***** MATERIAL FOR THIS TASK

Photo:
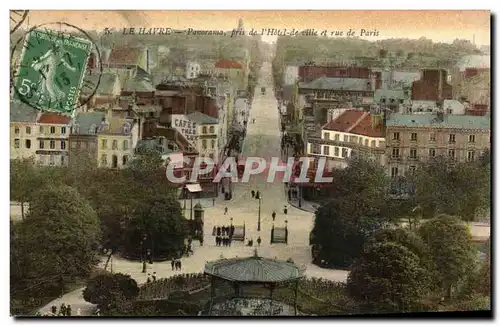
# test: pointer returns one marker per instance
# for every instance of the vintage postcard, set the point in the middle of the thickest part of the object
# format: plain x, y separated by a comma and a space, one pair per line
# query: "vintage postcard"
250, 163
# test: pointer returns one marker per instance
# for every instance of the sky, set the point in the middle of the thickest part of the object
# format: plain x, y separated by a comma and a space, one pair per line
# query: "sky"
440, 26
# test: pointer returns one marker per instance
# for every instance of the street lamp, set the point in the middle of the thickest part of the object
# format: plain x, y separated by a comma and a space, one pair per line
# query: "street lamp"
258, 222
143, 258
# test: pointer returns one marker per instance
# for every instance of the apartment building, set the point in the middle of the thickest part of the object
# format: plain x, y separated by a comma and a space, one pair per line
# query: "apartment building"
411, 139
23, 130
52, 139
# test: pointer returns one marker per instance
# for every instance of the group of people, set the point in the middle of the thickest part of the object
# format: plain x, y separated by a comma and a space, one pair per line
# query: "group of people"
181, 282
176, 264
64, 310
223, 235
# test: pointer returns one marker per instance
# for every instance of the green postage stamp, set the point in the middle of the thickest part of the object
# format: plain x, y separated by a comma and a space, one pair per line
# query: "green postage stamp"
51, 71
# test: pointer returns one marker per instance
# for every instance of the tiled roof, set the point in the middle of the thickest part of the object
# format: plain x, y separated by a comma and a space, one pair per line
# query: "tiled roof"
125, 56
202, 119
254, 269
106, 83
138, 85
355, 122
474, 61
337, 83
431, 121
54, 118
84, 121
21, 112
228, 64
388, 94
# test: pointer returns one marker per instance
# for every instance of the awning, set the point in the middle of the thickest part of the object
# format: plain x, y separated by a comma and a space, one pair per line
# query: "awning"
194, 187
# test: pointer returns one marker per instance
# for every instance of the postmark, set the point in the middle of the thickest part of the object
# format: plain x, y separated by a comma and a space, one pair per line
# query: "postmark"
51, 74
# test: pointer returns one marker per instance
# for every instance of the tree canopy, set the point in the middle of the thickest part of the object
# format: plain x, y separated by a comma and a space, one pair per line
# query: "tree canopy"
387, 277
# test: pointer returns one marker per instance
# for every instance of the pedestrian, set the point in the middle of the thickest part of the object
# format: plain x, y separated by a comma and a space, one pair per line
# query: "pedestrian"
62, 310
68, 310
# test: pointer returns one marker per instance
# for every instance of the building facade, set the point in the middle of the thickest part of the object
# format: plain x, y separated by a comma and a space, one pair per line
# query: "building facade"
411, 139
52, 139
23, 131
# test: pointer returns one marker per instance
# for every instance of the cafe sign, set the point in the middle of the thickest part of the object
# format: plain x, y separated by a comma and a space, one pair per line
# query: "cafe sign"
186, 127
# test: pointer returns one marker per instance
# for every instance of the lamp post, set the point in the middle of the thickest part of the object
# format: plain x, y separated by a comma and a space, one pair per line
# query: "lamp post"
143, 242
258, 221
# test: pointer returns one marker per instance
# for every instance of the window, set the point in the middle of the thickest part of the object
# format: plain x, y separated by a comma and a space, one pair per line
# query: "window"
114, 161
470, 156
413, 153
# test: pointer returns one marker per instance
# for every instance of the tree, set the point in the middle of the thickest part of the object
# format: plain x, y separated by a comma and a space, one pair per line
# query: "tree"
157, 224
446, 187
387, 277
451, 249
56, 243
22, 181
104, 290
358, 207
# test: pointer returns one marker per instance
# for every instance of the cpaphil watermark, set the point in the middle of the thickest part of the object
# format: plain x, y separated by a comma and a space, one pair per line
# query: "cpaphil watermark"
294, 170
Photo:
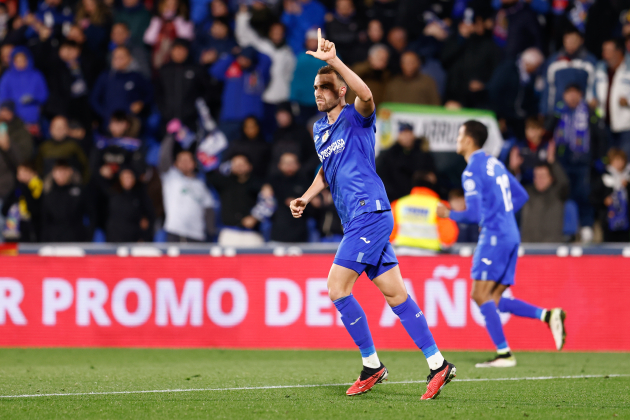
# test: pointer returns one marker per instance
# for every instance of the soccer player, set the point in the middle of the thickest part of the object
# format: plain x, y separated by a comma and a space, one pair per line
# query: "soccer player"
492, 196
344, 140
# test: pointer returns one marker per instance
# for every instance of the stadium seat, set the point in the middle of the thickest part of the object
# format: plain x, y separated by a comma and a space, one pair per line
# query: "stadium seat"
571, 218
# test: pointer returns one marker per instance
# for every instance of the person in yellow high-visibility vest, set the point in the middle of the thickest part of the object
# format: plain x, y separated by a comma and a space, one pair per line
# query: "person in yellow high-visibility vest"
416, 223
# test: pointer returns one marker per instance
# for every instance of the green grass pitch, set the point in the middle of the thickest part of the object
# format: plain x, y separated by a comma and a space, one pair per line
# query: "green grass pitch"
52, 371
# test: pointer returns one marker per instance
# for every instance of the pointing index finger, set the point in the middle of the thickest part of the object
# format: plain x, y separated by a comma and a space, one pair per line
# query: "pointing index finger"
319, 38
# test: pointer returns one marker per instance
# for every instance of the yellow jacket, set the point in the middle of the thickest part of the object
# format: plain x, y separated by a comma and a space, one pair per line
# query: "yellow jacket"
416, 223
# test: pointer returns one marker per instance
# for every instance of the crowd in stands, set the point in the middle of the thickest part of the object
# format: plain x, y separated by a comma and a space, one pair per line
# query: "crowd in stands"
191, 120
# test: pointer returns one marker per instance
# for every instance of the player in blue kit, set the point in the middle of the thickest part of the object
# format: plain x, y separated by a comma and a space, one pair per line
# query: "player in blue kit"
492, 196
344, 140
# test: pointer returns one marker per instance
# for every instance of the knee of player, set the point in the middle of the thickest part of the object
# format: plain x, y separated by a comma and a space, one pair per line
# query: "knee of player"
336, 293
480, 296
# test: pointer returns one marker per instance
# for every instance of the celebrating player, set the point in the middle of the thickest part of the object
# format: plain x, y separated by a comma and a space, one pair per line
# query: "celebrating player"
492, 196
344, 140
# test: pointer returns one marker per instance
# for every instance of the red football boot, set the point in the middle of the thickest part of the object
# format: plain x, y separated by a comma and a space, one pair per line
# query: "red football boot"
361, 386
437, 381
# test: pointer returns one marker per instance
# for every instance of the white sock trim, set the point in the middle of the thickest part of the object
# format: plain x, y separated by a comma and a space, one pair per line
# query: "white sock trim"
543, 314
372, 361
435, 361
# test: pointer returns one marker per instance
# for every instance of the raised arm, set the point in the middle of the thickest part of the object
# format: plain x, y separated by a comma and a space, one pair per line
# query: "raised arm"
364, 103
299, 204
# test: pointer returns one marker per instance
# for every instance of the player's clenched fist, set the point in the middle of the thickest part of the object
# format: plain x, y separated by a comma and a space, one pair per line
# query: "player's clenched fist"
297, 207
325, 49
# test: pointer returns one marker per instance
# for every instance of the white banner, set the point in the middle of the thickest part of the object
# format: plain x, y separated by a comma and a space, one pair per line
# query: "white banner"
437, 124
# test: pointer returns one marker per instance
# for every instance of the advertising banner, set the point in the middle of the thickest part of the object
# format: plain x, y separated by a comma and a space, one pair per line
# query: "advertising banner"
437, 124
263, 301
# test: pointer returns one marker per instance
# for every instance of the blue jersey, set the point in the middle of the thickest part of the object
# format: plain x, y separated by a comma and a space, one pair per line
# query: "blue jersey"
492, 196
346, 150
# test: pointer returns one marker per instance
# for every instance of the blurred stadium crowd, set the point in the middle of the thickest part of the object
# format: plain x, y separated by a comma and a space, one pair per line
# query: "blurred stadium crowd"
189, 120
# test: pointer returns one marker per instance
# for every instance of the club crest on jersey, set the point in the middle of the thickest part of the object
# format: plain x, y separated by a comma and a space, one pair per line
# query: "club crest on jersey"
325, 136
336, 147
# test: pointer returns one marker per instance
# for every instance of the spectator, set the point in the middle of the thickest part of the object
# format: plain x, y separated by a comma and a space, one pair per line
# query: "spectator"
526, 154
110, 154
542, 216
238, 192
130, 213
512, 90
572, 135
468, 233
612, 93
373, 35
61, 147
25, 86
6, 51
170, 23
188, 204
343, 29
288, 184
597, 21
95, 61
385, 11
517, 28
397, 165
416, 224
136, 18
53, 15
120, 88
23, 204
374, 73
412, 86
213, 40
94, 16
253, 145
69, 79
299, 16
610, 196
140, 59
179, 84
64, 205
116, 151
16, 146
572, 65
302, 80
282, 63
470, 56
246, 76
398, 42
294, 139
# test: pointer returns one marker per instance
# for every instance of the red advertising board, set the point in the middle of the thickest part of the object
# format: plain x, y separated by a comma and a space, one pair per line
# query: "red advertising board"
259, 301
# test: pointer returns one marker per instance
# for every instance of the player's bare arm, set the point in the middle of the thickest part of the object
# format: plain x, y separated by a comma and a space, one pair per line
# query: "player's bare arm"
326, 51
299, 204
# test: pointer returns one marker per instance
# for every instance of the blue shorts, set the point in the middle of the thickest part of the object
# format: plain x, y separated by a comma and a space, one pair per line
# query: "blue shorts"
495, 263
365, 245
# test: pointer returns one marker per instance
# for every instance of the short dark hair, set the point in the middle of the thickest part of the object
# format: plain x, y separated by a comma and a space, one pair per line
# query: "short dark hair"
543, 164
477, 131
331, 70
120, 116
619, 43
455, 193
574, 86
573, 30
70, 44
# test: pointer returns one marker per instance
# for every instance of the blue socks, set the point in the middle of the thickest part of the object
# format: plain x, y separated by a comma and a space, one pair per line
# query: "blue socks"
494, 327
414, 322
520, 308
355, 321
412, 319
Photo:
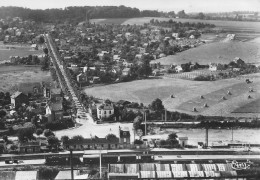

**********

**THE TASK**
Exactly the lines above from the one with "# for every instance of the green postage" to the one with "# for every instance of the tiled", both included, are to be quoted; leave the rest out.

**RESULT FOR THIS EXERCISE**
# for every instance of the green postage stamp, set the point in the middle of the thickest part of the object
# format: plain x, y separated by a comma and a space, one pair per line
# query: "green postage stamp"
51, 71
# test: pointer returns one marker per instance
# for every instance of the tiled roof, set the point in the middle of the thickest part of the object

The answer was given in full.